----- Übungstext
Die Vergütung für ein neues Hüftgelenk beträgt ca. 15’000 Franken pro Operation. Wenn dabei eine Wundinfektion auftritt, wird die Operation höher vergütet (ca. 27’000 Franken). Bei Spitälern, die mehr Infektionen aufweisen, steigen damit auch die Umsätze.  

Dabei sind die Qualitätsunterschiede zwischen den Schweizer Spitälern gross. Während ein Spital im Aargau bei 200 Operationen für eine Hüftgelenkprothese eine Infektionsrate von 3,3% ausweist, beträgt sie bei einem anderen Spital in der Ostschweiz bei über 250 Operationen 0,3%. Natürlich hängt die Komplikationsrate auch damit zusammen, welche Art von Patienten mit welchen Risiken ins Spital eintreten und behandelt werden. Aus den Qualitätszahlen des Bundesamts für Gesundheit zeigt sich aber klar: In der Tendenz weisen diejenigen Spitäler eine höhere Qualität auf, die mehr Operationen derselben Art durchführen. Das erstaunt nicht.

Wer die steigende Prämienlast in den Griff bekommen will, muss die Qualität der Behandlung in den Fokus rücken, nicht die Kosten.
----------
----- Bereitgestelltes Material
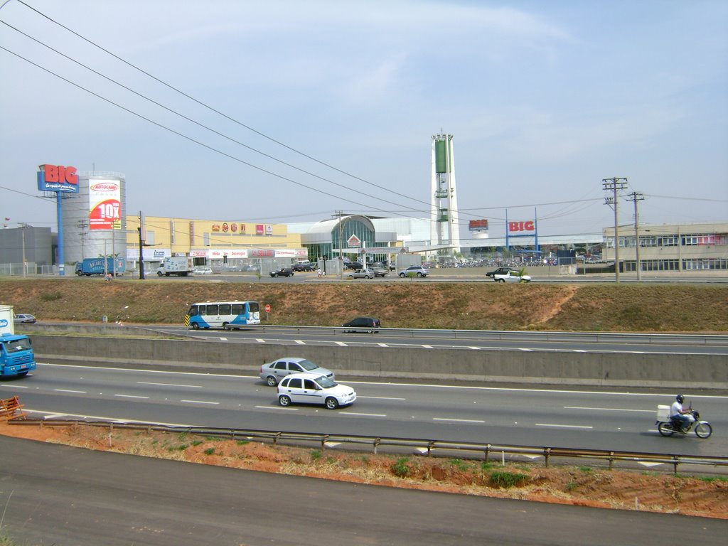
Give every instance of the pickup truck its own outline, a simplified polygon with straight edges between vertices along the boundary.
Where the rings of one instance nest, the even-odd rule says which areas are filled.
[[[531,277],[519,274],[517,271],[508,271],[505,273],[496,273],[493,276],[493,280],[496,282],[530,282]]]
----------
- [Worum es geht] Nennen Sie bitte die Vergütung, die laut dem Übungstext für eine Hüftgelenkoperation mit Wundinfektion gezahlt wird. Das Material stammt aus einer anderen Quelle als der Übungstext.

- [Ergebnis] Ca. 27’000 Franken.